__TAREFAS DO EXERCÍCIO__.
• A. De acordo com o trecho sobre arquitetura e questões urbanas no Brasil, depois de que acontecimento foram geradas as linguagens visuais?
• B. Prossiga o texto sobre arquitetura e questões urbanas no Brasil a partir da última frase apresentada.

Para além de encantamentos primitivos, só as linguagens visuais – geradas, ao lado das ciências sociais e outros saberes, após a instalação de uma rede de indústrias no pós-guerra – construirão de fato outros modelos cognitivos, a partir de questões urbanas e do país pensado como formação social histórica. Os problemas das cidades brasileiras se põem então com mais nitidez para novos arquitetos e artistas, à luz própria de exigências democráticas e da produção de massa.
Um complexo de questões urbanas, próprias a tais padrões, estabelece novos parâmetros de desafios e realizações para a arquitetura: atender à universalização dos direitos de uso do solo e do ambiente urbano, equacionar analogamente os fluxos e as conexões interno/ externo, propor ambientes plurais, estruturas anônimas etc.

__EXTRATO DE DADOS__.
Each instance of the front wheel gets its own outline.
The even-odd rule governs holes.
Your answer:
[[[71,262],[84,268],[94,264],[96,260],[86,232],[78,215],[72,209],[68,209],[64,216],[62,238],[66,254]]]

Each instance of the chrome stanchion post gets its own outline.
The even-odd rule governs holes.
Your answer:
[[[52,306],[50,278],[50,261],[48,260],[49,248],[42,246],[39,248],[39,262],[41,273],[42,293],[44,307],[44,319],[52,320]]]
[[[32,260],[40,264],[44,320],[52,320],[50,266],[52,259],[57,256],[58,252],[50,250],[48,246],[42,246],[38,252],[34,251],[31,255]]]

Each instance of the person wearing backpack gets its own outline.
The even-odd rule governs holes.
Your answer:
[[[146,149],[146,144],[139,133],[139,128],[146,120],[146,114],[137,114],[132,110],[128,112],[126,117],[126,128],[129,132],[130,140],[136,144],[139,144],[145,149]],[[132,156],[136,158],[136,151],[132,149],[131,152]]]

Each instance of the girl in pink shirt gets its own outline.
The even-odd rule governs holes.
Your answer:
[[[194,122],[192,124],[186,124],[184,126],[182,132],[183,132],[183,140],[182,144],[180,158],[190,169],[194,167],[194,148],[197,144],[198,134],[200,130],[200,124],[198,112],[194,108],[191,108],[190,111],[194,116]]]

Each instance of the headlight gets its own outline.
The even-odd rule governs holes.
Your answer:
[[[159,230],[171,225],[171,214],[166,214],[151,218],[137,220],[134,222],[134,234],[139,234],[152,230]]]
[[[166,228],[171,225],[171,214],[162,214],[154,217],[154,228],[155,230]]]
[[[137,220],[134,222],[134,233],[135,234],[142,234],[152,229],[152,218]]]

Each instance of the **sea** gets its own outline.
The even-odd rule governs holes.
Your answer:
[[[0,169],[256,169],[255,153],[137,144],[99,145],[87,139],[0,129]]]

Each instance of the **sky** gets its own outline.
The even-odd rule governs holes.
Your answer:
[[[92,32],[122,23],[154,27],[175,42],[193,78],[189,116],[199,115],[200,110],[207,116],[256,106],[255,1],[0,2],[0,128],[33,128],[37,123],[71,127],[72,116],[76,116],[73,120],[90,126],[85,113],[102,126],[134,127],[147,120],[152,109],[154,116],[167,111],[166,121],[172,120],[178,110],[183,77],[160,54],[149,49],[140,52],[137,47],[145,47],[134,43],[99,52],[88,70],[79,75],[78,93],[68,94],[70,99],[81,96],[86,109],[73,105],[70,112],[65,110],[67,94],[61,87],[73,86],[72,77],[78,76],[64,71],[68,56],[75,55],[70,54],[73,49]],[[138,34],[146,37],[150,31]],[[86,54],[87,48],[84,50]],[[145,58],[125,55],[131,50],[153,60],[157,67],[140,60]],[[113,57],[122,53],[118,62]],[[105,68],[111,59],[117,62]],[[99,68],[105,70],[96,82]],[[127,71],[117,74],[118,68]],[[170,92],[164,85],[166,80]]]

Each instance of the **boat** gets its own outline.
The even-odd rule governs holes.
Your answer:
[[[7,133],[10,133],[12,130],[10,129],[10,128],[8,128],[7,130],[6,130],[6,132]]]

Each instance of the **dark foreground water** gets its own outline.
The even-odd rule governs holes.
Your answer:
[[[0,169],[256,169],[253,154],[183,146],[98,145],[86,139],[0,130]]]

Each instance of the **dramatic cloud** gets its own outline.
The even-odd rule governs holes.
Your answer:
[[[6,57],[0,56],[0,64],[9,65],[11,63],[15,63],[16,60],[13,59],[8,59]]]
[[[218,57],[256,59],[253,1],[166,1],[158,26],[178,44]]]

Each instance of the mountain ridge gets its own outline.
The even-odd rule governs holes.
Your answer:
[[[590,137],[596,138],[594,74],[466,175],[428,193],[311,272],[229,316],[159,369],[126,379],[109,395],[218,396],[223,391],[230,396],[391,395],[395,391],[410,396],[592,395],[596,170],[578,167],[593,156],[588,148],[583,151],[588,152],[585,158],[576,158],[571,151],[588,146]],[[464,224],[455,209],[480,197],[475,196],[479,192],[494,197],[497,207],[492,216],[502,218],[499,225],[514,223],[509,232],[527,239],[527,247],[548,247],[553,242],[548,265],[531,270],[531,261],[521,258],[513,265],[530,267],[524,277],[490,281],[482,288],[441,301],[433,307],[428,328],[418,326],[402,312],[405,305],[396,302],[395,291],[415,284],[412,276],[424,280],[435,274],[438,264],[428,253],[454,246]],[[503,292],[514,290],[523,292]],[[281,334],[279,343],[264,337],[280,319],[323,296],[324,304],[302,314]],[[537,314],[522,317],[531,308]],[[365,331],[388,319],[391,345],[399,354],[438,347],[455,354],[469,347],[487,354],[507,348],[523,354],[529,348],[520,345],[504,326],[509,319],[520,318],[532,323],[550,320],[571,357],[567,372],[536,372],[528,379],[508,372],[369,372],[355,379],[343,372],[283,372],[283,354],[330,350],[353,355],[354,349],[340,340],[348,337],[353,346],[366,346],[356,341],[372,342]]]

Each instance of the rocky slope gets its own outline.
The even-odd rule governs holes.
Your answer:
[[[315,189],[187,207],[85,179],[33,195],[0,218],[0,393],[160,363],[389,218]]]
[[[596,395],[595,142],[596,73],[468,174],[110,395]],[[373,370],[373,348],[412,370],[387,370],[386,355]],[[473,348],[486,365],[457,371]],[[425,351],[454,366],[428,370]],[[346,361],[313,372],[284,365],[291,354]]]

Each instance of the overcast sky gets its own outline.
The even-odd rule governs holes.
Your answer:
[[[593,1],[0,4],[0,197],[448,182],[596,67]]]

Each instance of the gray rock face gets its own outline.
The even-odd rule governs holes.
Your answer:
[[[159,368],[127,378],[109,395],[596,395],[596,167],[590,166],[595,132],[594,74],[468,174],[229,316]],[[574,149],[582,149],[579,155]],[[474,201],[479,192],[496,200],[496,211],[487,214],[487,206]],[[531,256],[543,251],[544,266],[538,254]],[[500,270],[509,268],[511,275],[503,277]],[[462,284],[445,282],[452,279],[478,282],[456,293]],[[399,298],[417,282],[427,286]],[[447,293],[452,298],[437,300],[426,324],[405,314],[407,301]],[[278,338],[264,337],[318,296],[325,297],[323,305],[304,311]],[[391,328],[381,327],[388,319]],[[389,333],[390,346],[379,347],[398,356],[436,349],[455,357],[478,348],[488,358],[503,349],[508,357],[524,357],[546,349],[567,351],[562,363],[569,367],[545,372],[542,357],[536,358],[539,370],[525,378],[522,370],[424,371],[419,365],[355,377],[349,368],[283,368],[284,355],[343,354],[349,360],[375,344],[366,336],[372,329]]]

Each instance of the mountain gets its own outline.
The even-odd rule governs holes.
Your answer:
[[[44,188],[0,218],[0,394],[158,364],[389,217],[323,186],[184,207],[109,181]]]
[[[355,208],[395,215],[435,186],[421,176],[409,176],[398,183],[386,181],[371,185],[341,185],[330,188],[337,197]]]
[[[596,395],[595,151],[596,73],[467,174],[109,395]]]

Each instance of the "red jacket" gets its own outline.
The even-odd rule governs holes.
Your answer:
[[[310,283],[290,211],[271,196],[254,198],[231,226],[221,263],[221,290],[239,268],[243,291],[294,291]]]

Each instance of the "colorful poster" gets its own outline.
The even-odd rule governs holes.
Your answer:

__RESPOSTAS DAS TAREFAS__.
• A. Foram geradas após a instalação de uma rede de indústrias no pós-guerra.

• B.
Oiticica e a Mangueira
Nesse novo prisma, a obra de Hélio Oiticica constitui um marco. À diferença do primeiro modernismo, e retomando a reelaboração racional de tais questões por Oswald de Andrade (1890-1954) e Tarsila do Amaral na década de 1930, Oiticica não identifica a exclusão em termos étnicos, isto é, nas figuras do índio e do negro, como duplos da natureza, mas sim no favelado, ou seja, no excluído da ordem econômico-jurídica da propriedade básica: a moradia.
A busca de Hélio Oiticica de outra concepção do espaço liga-se às pesquisas do movimento neoconcreto acerca de uma nova relação de reciprocidade da obra de arte com o entorno, nele incluído o público direto, como sujeito da observação, elevado à condição de participador ou experimentador. Daí decorrem a suspensão do limite dentro/ fora e a experiência do espaço em conexão intrínseca com aquela do tempo – uma vez que requer a mobilidade do observador. Daí também a noção de participação como relação ativa do observador com o objeto estético.
São alvejadas assim a separação entre vida e arte e a ideia correlata de contemplação. Para levar à mobilidade do observador, à participação anticontemplativa, Oiticica abandona em 1960 a pintura bidimensional pelo relevo espacial, uma espécie de labirinto aéreo, tábuas de madeiras pintadas, penduradas por fios de náilon, os Núcleos, como dizia.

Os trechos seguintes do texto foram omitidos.